──────── Extract to read

Skip to main content
Proper monitoring ensures your SuperTokens deployment remains healthy, performant, and secure. This guide covers health checks, logging, metrics, and observability.

Health Checks

Basic Health Check

SuperTokens provides a /hello endpoint for basic health verification:
curl http://localhost:3567/hello
Expected response:
Hello
Status codes:
  • 200 OK - Service is healthy and database is accessible
  • 500 Internal Server Error - Service or database issue

Docker Health Check

Configure health checks in Docker Compose:
supertokens:
  image: supertokens/supertokens-postgresql
  healthcheck:
    test: >
      bash -c 'exec 3<>/dev/tcp/127.0.0.1/3567 &&
      echo -e "GET /hello HTTP/1.1\r\nhost: 127.0.0.1:3567\r\nConnection: close\r\n\r\n" >&3 &&
      cat <&3 | grep "Hello"'
    interval: 10s
    timeout: 5s
    retries: 5
    start_period: 30s
Or using curl:
healthcheck:
  test: ["CMD", "curl", "-f", "http://localhost:3567/hello"]
  interval: 30s
  timeout: 10s
  retries: 3
  start_period: 40s

Kubernetes Probes

apiVersion: v1
kind: Pod
metadata:
  name: supertokens
spec:
  containers:
  - name: supertokens
    image: supertokens/supertokens-postgresql
    livenessProbe:
      httpGet:
        path: /hello
        port: 3567
      initialDelaySeconds: 30
      periodSeconds: 10
      timeoutSeconds: 5
      failureThreshold: 3
    readinessProbe:
      httpGet:
        path: /hello
        port: 3567
      initialDelaySeconds: 10
      periodSeconds: 5
      timeoutSeconds: 3
      failureThreshold: 3

Advanced Health Monitoring

Create a comprehensive health check script:
#!/bin/bash
# health-check.sh

SUPERTOKENS_URL="http://localhost:3567"
API_KEY="your_api_key"

# Test /hello endpoint
if ! curl -f -s "${SUPERTOKENS_URL}/hello" > /dev/null; then
    echo "CRITICAL: /hello endpoint failed"
    exit 2
fi

# Test response time
RESPONSE_TIME=$(curl -o /dev/null -s -w '%{time_total}' "${SUPERTOKENS_URL}/hello")
if (( $(echo "$RESPONSE_TIME > 1.0" | bc -l) )); then
    echo "WARNING: Slow response time: ${RESPONSE_TIME}s"
    exit 1
fi

echo "OK: SuperTokens is healthy (${RESPONSE_TIME}s)"
exit 0

Logging

Log Configuration

Configure logging in config.yaml:
# Log level: DEBUG, INFO, WARN, ERROR, NONE
log_level: INFO

# Log file paths
info_log_path: /var/log/supertokens/info.log
error_log_path: /var/log/supertokens/error.log

Log Levels

  • DEBUG: Detailed debugging information (verbose)
  • INFO: General informational messages (default)
  • WARN: Warning messages for potential issues
  • ERROR: Error messages for failures
  • NONE: Disable logging (not recommended)

────────────────
──────── Data extract

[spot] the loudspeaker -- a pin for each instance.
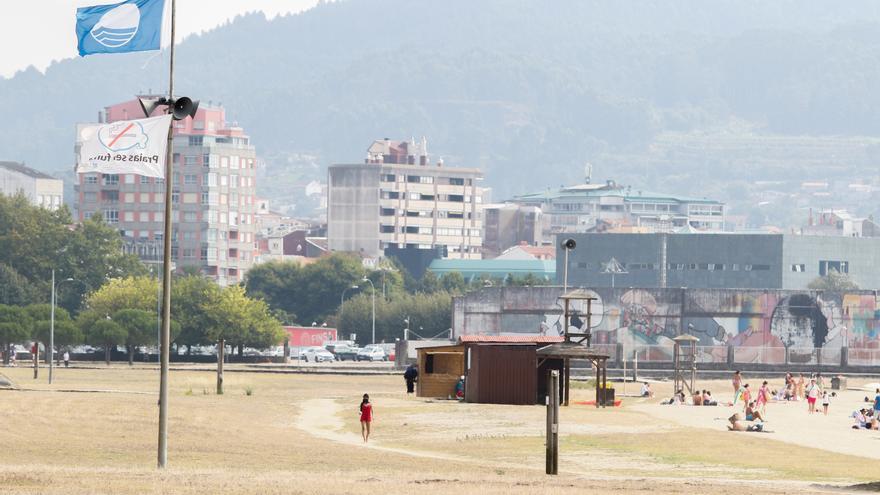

────────────────

■ Work to do
**1)** Reproduce the passage of the SuperTokens monitoring guide that starts with the words containing "Skip to main" and ends with "metrics, and observability.".
**2)** In the health check script in the SuperTokens monitoring guide, what makes the script print a warning and exit with status 1?
Base your work on the SuperTokens monitoring guide alone.

■ Answers below
**1)**
Skip to main content
Proper monitoring ensures your SuperTokens deployment remains healthy, performant, and secure. This guide covers health checks, logging, metrics, and observability.

**2)** The script uses curl to measure the total response time of the /hello endpoint. If that time is greater than 1.0 second, it prints "WARNING: Slow response time" with the measured seconds and exits with status 1.